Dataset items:
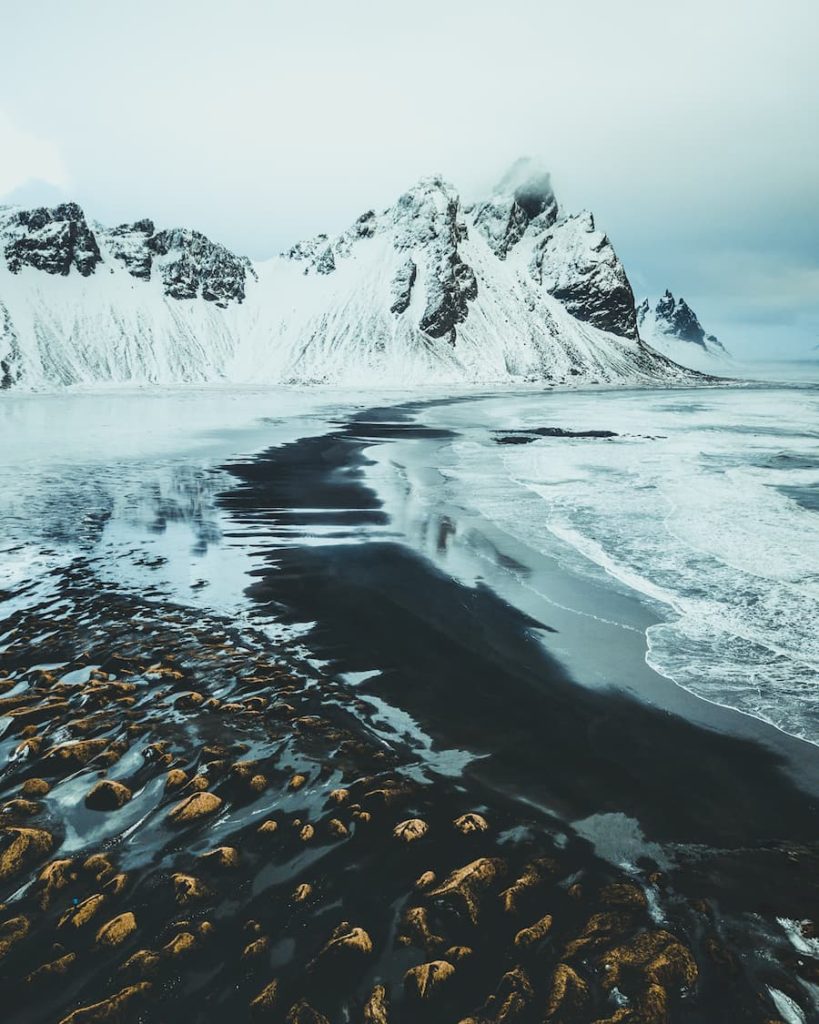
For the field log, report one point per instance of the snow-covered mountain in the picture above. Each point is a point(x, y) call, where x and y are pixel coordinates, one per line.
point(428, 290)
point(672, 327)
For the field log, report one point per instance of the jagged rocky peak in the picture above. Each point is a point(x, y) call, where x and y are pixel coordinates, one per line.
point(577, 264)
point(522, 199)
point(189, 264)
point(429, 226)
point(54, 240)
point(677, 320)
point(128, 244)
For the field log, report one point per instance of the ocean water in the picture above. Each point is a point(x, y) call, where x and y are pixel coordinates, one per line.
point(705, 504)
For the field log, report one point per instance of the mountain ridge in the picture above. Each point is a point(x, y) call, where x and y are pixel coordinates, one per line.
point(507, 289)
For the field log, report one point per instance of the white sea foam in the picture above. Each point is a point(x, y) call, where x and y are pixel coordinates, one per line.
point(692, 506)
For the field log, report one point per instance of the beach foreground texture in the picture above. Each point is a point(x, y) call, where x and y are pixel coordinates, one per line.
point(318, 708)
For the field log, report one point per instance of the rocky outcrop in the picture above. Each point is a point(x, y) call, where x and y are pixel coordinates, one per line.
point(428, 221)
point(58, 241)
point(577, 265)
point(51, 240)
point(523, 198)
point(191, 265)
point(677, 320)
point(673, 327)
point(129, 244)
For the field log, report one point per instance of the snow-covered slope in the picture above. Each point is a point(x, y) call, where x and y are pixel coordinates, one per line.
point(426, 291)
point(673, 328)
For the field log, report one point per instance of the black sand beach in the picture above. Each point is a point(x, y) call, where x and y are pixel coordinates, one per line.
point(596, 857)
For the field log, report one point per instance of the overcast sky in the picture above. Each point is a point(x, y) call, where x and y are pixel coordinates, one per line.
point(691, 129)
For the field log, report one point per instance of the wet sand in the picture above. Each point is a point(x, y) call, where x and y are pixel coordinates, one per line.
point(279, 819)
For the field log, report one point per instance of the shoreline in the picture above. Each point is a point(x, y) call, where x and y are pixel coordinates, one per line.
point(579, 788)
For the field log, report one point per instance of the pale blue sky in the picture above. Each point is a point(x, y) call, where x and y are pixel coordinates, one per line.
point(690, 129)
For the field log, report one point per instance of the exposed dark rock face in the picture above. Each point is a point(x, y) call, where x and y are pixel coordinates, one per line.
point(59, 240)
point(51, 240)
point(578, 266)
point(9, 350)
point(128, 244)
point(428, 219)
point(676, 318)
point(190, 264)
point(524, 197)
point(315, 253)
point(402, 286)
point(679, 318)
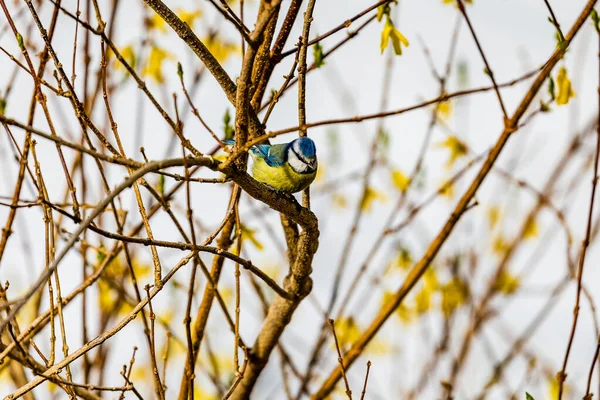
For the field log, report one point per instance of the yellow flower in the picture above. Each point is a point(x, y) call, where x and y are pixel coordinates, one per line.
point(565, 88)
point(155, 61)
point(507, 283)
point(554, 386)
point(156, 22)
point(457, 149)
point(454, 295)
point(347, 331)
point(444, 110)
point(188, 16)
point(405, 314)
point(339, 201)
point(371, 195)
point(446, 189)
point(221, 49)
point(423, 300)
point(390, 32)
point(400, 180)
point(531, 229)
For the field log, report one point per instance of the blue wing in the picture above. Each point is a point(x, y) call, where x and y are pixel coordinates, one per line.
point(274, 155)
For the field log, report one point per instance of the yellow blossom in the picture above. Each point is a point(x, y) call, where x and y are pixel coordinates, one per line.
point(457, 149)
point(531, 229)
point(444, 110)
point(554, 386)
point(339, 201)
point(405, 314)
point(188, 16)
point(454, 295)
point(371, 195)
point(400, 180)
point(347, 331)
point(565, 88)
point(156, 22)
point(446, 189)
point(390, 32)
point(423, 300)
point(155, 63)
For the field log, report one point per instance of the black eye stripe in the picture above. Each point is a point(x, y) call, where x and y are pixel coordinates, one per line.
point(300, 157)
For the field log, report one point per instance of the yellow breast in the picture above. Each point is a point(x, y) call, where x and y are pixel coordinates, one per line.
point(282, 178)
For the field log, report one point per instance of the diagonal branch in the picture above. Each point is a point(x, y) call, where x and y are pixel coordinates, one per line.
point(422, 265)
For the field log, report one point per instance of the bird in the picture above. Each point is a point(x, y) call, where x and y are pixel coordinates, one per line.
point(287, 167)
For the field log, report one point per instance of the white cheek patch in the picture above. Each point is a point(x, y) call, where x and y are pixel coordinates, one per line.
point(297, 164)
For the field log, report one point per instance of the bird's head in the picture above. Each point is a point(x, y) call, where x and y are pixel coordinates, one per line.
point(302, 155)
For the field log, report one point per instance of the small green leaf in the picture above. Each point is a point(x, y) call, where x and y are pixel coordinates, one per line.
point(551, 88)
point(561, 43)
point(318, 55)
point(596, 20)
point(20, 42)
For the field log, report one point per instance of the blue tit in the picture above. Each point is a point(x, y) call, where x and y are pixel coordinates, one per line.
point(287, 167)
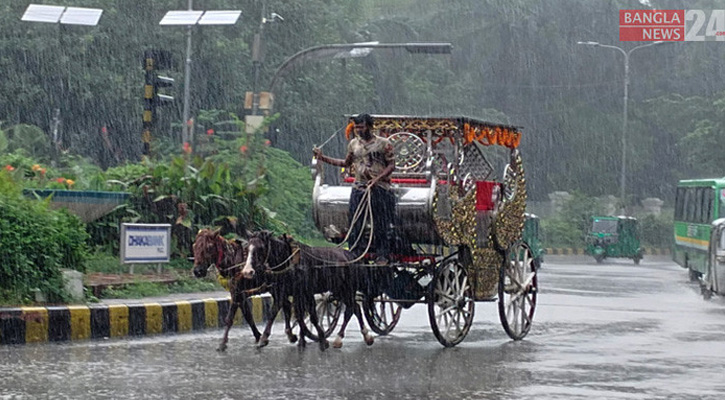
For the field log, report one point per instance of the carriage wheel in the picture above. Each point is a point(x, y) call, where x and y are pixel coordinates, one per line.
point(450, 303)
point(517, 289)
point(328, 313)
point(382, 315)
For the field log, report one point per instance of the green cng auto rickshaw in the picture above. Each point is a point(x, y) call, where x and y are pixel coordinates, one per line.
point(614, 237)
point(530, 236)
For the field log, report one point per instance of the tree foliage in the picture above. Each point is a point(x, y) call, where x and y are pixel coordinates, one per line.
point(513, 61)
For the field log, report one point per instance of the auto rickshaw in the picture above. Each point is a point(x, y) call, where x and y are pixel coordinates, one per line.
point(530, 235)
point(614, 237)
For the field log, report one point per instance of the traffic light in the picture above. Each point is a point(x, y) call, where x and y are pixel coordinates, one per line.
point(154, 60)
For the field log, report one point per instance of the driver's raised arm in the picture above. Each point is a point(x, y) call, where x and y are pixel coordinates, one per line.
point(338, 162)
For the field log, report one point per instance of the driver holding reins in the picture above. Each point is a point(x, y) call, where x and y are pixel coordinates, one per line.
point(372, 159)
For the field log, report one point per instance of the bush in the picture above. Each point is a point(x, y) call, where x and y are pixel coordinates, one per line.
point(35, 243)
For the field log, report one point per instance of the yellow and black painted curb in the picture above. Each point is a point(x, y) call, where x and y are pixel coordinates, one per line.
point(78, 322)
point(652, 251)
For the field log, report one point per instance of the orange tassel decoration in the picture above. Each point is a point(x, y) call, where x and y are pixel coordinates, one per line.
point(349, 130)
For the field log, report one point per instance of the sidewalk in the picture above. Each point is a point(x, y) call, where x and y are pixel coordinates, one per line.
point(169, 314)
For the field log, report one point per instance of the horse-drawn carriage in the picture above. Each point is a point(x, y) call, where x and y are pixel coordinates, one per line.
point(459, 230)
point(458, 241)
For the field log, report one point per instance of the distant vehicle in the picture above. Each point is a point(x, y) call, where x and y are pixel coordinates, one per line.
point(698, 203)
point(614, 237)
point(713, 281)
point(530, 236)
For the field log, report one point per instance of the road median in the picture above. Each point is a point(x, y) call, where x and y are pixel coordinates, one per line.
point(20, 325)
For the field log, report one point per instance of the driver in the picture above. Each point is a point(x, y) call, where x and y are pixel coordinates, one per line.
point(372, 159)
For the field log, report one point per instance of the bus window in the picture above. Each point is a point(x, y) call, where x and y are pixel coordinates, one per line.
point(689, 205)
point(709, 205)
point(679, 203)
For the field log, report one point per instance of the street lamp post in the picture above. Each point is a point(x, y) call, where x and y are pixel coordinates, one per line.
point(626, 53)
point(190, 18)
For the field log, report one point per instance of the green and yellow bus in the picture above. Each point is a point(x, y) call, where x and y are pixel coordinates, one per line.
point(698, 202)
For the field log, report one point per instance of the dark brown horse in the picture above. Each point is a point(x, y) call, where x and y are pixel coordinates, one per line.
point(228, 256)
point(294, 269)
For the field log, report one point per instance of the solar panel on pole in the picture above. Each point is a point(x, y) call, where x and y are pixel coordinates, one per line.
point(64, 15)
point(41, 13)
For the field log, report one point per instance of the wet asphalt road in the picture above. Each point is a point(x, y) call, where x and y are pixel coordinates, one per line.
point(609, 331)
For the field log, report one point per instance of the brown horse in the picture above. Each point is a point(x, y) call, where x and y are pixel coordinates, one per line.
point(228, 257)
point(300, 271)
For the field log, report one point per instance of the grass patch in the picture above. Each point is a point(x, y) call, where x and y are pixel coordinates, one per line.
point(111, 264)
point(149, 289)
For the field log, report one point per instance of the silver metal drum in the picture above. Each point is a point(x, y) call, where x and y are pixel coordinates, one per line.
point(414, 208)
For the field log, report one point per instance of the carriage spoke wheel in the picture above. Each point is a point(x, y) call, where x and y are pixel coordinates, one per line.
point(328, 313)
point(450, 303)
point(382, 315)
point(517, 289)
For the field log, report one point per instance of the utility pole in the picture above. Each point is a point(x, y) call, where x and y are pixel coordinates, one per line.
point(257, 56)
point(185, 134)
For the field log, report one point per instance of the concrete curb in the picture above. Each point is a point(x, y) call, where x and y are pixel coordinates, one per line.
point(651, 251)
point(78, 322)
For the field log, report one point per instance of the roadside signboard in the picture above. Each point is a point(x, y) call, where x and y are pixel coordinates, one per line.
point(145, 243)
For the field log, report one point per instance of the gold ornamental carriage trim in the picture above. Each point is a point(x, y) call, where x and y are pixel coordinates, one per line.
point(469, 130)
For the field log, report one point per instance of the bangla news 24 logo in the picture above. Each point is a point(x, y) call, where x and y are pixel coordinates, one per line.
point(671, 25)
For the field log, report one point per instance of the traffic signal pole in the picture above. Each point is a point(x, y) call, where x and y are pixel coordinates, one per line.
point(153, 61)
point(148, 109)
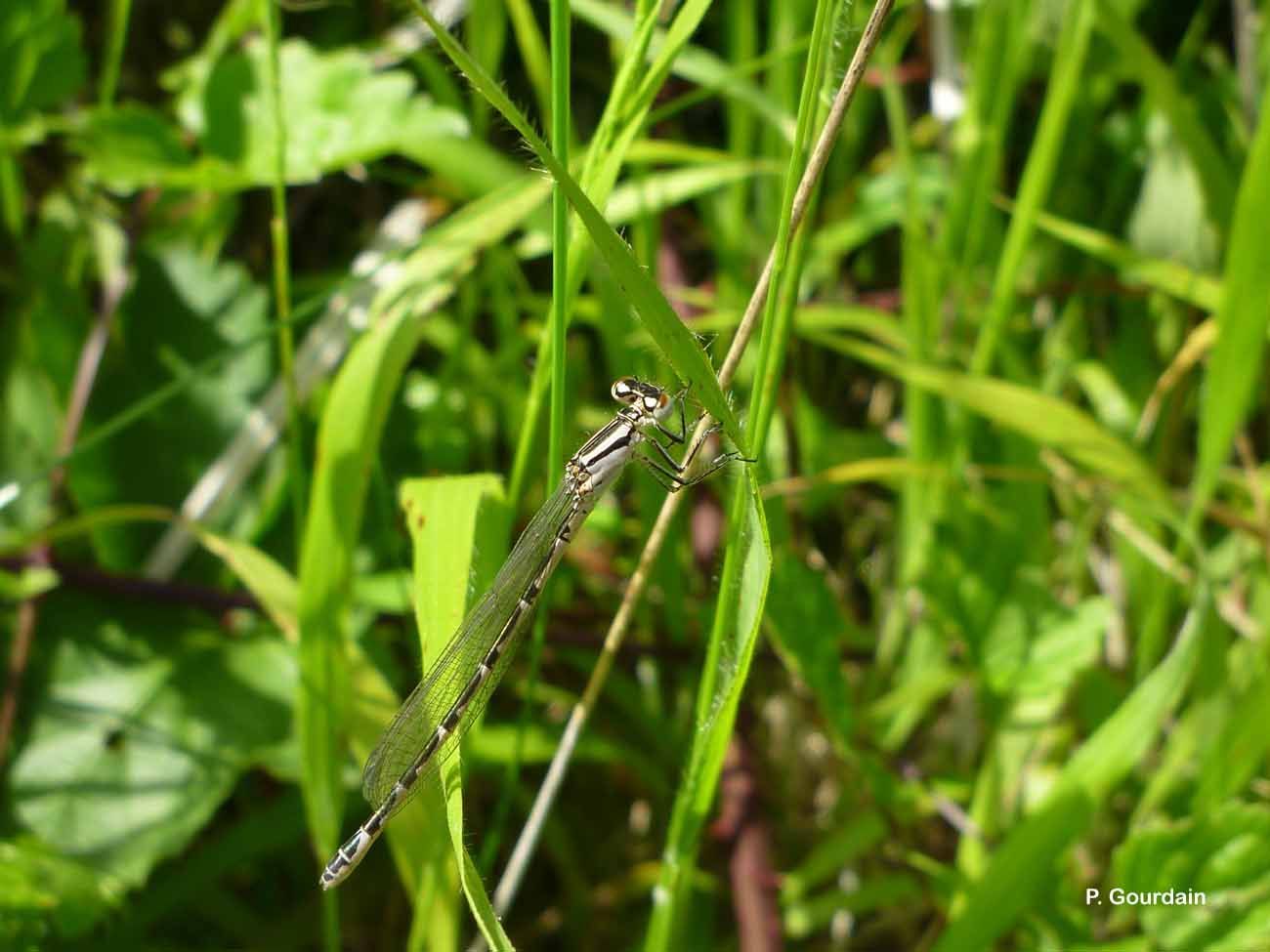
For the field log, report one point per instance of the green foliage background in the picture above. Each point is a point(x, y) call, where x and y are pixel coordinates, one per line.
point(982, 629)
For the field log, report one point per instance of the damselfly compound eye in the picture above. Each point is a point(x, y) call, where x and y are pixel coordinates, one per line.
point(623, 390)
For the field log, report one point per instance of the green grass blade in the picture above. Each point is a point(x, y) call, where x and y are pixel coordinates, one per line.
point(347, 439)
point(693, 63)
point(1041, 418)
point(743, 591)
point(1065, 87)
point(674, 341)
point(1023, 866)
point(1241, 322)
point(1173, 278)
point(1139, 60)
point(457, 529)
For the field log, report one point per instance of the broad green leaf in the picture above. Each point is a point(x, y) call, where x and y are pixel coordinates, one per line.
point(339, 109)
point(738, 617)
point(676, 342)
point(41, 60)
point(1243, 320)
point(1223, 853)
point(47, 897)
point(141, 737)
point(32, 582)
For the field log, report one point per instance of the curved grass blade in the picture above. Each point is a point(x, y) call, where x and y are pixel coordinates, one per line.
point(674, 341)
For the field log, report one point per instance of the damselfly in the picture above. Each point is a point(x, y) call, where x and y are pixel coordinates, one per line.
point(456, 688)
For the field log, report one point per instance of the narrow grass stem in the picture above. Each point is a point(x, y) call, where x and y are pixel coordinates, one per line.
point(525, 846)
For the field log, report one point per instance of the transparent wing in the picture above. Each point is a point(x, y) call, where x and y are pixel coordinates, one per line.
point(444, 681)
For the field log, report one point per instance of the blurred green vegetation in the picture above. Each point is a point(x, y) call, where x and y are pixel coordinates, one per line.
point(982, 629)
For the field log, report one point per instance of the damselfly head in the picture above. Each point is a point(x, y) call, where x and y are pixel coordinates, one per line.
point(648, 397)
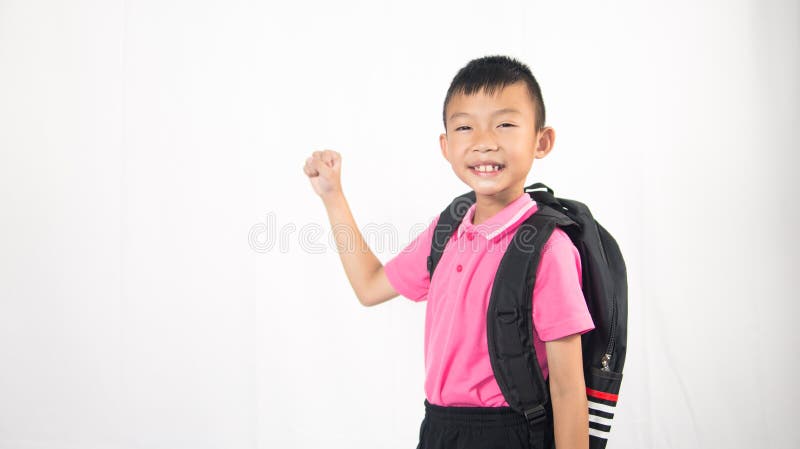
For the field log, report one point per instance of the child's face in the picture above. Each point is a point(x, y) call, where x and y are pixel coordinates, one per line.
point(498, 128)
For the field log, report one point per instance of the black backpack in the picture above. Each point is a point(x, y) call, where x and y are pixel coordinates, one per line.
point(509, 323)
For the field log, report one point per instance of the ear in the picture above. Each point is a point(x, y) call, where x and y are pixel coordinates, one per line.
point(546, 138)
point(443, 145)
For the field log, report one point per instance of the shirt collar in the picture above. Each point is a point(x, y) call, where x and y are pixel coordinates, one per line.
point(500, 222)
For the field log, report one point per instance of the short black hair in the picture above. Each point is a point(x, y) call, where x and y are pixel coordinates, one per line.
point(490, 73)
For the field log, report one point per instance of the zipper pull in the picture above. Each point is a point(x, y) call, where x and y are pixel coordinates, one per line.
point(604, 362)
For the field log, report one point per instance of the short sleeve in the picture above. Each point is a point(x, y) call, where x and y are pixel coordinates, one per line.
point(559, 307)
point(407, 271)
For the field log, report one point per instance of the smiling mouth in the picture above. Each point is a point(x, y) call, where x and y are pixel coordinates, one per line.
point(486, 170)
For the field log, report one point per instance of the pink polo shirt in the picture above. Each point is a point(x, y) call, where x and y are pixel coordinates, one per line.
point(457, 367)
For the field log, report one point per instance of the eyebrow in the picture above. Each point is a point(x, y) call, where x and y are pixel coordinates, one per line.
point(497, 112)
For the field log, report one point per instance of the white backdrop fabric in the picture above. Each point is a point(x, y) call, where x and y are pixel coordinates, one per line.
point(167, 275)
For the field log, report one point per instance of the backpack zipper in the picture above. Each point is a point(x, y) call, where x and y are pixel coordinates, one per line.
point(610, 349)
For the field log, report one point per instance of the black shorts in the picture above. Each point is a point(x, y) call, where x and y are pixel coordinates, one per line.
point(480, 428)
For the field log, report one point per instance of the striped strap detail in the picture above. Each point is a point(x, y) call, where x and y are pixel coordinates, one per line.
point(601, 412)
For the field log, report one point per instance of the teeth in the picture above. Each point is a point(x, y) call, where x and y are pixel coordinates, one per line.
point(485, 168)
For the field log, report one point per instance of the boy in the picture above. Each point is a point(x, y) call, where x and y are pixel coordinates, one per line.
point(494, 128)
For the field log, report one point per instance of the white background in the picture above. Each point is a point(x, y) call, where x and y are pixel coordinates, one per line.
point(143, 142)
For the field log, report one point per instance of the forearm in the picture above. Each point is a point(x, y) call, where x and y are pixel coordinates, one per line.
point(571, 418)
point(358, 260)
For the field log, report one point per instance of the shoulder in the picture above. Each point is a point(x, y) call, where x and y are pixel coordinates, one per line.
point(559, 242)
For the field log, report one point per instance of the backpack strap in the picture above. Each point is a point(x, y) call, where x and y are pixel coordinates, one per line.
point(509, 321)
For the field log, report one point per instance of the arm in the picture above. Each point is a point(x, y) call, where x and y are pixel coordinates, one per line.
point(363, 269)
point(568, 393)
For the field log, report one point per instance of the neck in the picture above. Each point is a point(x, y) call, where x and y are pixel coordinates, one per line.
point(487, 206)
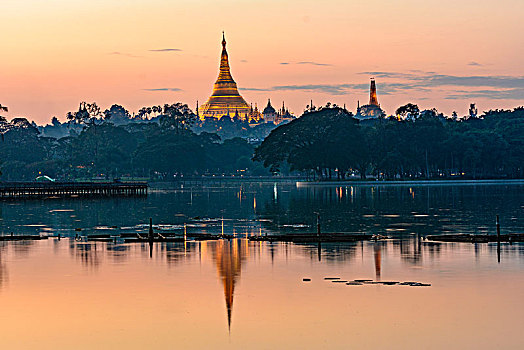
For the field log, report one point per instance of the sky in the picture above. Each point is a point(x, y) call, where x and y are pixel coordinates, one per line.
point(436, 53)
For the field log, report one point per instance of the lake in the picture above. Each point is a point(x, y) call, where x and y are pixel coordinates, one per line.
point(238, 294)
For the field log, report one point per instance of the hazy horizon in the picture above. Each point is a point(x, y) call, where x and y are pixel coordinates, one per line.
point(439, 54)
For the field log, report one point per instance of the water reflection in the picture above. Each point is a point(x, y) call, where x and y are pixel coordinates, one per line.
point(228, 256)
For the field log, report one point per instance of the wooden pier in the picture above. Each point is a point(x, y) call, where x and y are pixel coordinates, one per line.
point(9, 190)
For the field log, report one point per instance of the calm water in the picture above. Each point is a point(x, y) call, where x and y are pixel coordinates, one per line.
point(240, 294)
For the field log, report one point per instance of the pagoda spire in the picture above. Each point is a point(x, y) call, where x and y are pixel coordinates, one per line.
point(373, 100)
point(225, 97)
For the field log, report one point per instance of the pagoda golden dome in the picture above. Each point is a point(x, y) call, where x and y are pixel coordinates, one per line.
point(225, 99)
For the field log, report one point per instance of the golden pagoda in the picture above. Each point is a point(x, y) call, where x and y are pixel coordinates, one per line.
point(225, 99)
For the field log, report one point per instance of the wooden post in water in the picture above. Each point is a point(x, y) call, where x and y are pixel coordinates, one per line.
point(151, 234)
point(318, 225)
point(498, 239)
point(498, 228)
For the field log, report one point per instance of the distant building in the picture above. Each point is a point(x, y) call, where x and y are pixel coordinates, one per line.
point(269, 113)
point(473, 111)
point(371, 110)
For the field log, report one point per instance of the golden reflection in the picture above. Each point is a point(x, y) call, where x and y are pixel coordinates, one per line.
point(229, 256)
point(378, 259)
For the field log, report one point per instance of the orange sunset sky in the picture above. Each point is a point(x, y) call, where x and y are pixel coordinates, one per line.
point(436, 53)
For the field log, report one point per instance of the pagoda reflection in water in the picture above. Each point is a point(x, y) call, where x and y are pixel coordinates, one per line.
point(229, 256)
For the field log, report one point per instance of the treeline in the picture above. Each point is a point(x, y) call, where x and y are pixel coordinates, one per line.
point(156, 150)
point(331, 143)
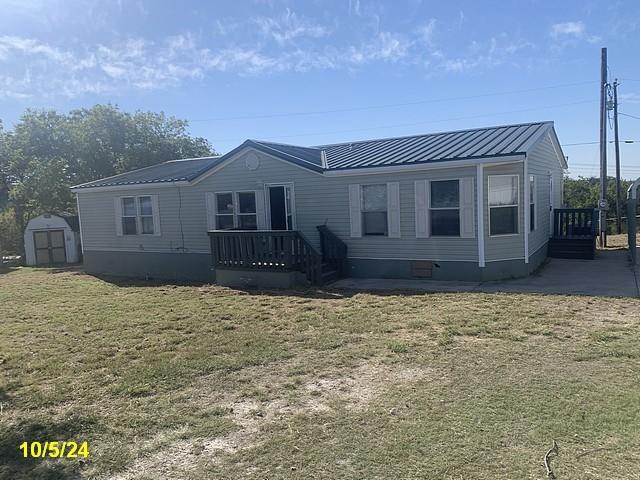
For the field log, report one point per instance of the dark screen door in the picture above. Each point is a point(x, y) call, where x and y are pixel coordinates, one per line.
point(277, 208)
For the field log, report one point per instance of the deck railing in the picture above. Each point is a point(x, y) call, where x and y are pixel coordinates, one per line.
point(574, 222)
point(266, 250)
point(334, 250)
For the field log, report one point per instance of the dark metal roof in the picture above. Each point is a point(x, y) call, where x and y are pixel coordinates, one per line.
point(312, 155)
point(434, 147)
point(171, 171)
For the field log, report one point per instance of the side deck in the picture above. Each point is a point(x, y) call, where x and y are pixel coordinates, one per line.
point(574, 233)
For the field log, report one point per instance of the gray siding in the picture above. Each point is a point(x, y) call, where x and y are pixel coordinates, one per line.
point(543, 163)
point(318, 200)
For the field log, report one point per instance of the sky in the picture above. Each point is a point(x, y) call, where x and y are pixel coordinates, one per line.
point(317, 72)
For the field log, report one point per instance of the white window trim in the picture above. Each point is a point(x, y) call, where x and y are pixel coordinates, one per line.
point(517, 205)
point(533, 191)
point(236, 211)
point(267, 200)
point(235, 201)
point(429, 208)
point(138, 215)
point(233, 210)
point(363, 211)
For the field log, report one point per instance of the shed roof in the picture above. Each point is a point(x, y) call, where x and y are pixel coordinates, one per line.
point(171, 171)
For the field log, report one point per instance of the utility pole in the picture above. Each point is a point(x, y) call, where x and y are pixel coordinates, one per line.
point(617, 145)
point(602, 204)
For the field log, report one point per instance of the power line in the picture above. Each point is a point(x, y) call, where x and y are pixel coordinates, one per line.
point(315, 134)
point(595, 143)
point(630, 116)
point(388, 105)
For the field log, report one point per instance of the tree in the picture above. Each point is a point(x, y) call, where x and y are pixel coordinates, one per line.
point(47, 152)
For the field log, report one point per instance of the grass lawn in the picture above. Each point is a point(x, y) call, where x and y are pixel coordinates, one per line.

Problem details:
Write out the lines above, starting at the line that contains "of the gray" and ending with the final line, and nothing else; copy them exactly.

Answer for this exercise:
For the field log, report one point per instance of the gray siding in the picture above. Each point is a point(x, y) call, where x and y are pixel coordinates, one per line.
point(543, 163)
point(318, 200)
For the field log, report one point per instance of the sky in the picture above. Each point is a point(x, y) call, where x and y are pixel coordinates, one per line.
point(317, 72)
For the field log, report one point per instance of the white window trim in the picture above. Each point is a point(x, y) call, where x and y are pixel coordinates, one per line.
point(517, 205)
point(533, 191)
point(236, 211)
point(267, 200)
point(235, 201)
point(429, 208)
point(138, 215)
point(233, 210)
point(363, 211)
For the field log, report one point per instance of the shed roof in the picture above. Each point is a point(x, y) call, where x and y are pixel coordinates, one per line.
point(171, 171)
For the field log, report one point per instance of the utility pole in the picture above. Each point is a point(x, y) call, where x and y are pixel coordinates, one per line.
point(617, 145)
point(602, 204)
For the field log, report one point per instance of the power line in the picture above. Each point is a point(x, y) call, where x and y are pixel coordinates, one per line.
point(315, 134)
point(595, 143)
point(630, 116)
point(388, 105)
For the field log, report one point per instance of the tree in the picture above. Each point is a point(x, y) call, where x and y are pixel coordinates, one per line.
point(47, 152)
For the field log, report one point per instance of the grass lawn in the picture above. Each point is a point(x, y) call, where x and y are pixel coordinates, one per line.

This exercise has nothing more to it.